> Entries taken from a collection:
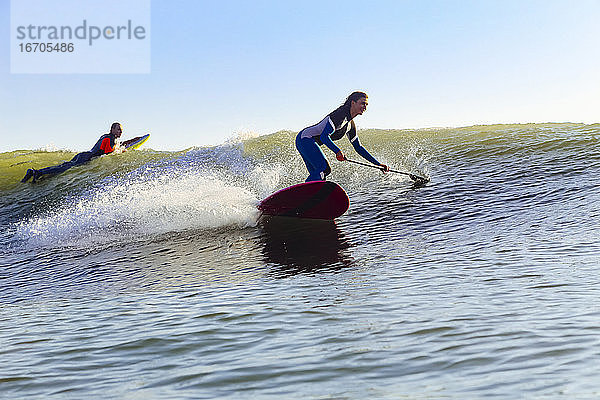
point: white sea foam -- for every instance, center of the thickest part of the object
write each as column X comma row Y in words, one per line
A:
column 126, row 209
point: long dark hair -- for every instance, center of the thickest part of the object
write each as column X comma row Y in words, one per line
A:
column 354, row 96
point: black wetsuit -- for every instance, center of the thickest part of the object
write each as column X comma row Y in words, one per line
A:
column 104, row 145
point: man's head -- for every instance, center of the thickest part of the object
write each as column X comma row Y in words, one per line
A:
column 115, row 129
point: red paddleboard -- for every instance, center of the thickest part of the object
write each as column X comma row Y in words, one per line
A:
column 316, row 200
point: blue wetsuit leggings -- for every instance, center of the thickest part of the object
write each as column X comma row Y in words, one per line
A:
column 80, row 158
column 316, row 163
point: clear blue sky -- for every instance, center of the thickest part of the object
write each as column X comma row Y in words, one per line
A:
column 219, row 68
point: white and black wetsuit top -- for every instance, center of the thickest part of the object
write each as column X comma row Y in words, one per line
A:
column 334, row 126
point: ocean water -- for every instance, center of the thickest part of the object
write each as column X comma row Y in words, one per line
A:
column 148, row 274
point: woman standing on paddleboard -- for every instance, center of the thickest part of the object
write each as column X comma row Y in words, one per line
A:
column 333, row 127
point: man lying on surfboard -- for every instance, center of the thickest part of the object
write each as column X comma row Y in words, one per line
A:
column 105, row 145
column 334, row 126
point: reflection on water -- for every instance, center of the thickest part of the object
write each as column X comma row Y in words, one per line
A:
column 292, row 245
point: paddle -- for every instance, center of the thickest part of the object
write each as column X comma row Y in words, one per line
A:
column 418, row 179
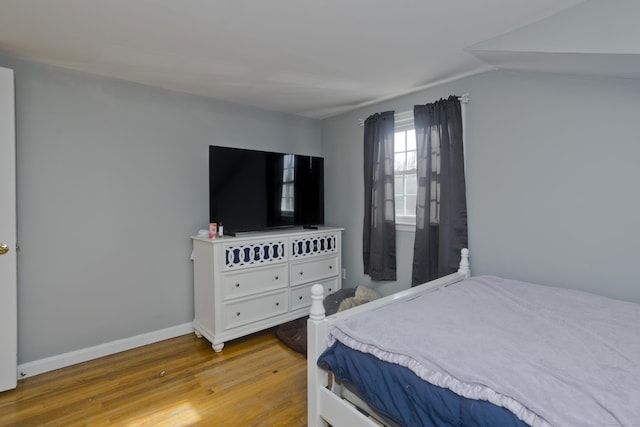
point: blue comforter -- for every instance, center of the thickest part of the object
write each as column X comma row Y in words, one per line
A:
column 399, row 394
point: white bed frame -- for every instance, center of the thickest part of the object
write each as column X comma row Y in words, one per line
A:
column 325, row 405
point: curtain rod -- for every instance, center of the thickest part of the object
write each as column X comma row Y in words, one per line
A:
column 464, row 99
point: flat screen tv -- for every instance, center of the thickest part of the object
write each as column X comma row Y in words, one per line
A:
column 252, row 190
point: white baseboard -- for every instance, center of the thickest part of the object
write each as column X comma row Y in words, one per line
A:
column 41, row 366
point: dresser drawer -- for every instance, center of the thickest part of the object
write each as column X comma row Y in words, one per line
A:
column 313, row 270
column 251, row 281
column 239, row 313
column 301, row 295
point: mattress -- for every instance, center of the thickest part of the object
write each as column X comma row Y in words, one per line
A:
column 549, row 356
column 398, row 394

> INSTRUCTIONS FOR THE TASK: The reply should hold every line of the records unchanged and no pictures.

> YOUR SOLUTION:
point: white sea foam -- for every instance, center of the thickest part of the object
write each as column X comma row Y in words, one per line
A:
column 126, row 209
point: long dark hair -- for every instance, center of the thickest part of the object
write each as column X comma row Y in words, one per line
A:
column 354, row 96
point: black wetsuit -- for every instance, center of the thickest part of the object
write each as column X comma row Y in words, one per line
A:
column 104, row 145
point: man's head -- for every instance, center of the thickest part of the object
write each as column X comma row Y in words, one per line
A:
column 115, row 129
point: red paddleboard -- for every instance, center of the thickest part of the object
write each as column X comma row Y in words, one per line
A:
column 316, row 200
point: blue wetsuit leggings -- for every instance, center of the thickest part of the object
write each as column X comma row Y in words, one per line
A:
column 80, row 158
column 316, row 163
point: clear blue sky -- for every instance, center of the thickest part of the object
write each as column X comma row Y in words, one per line
A:
column 219, row 68
point: white and black wetsuit top -- for every instance, center of the thickest part of the object
write each as column X comma row Y in words, one per line
A:
column 334, row 126
point: ocean water -- for every instance, center of the thickest part of the object
write each as column X comma row Y in words, one per line
A:
column 148, row 274
point: woman standing on paddleboard -- for every instance, center of the thickest part of the object
write each as column X comma row Y in words, one per line
A:
column 333, row 127
point: man lying on surfboard -- for every instance, center of the thickest part of the object
write each as column X comma row Y in words, one per line
A:
column 105, row 145
column 334, row 126
point: reflection on water -- for every instance, center of the thickest part of the object
write each as column X comma row Y in words, one per line
A:
column 292, row 245
point: paddle -- for every instance, center of the thickest part of the object
write each as column X comma row Y in words, one per line
A:
column 418, row 179
point: blue comforter -- for every instance, center of the thickest part of the object
write each as column X comma row Y in words, one per line
A:
column 399, row 394
point: white bed frame -- for every instance, center of the thickest part of the object
write each as column X comma row Y in words, one per line
A:
column 325, row 405
point: curtain rod -- for every instance, center of the thickest part of the object
write each as column X comma row Y in words, one per line
A:
column 464, row 99
point: flat screen tv -- for every instance, center of the thickest part of the object
write each as column X comma row Y in words, one per line
A:
column 252, row 190
point: white baseboard -- for every instance, center of the thickest part of the object
write each as column X comma row Y in words, one per line
A:
column 41, row 366
point: dresser drawer -- for every instance, center of the thickest part of the object
write each as column X comma row Y in words, one per line
A:
column 313, row 270
column 251, row 281
column 239, row 313
column 301, row 295
point: mattress -- for every instance, center of the thickest part of the object
write each as column X comma row Y in words, one per line
A:
column 549, row 356
column 398, row 394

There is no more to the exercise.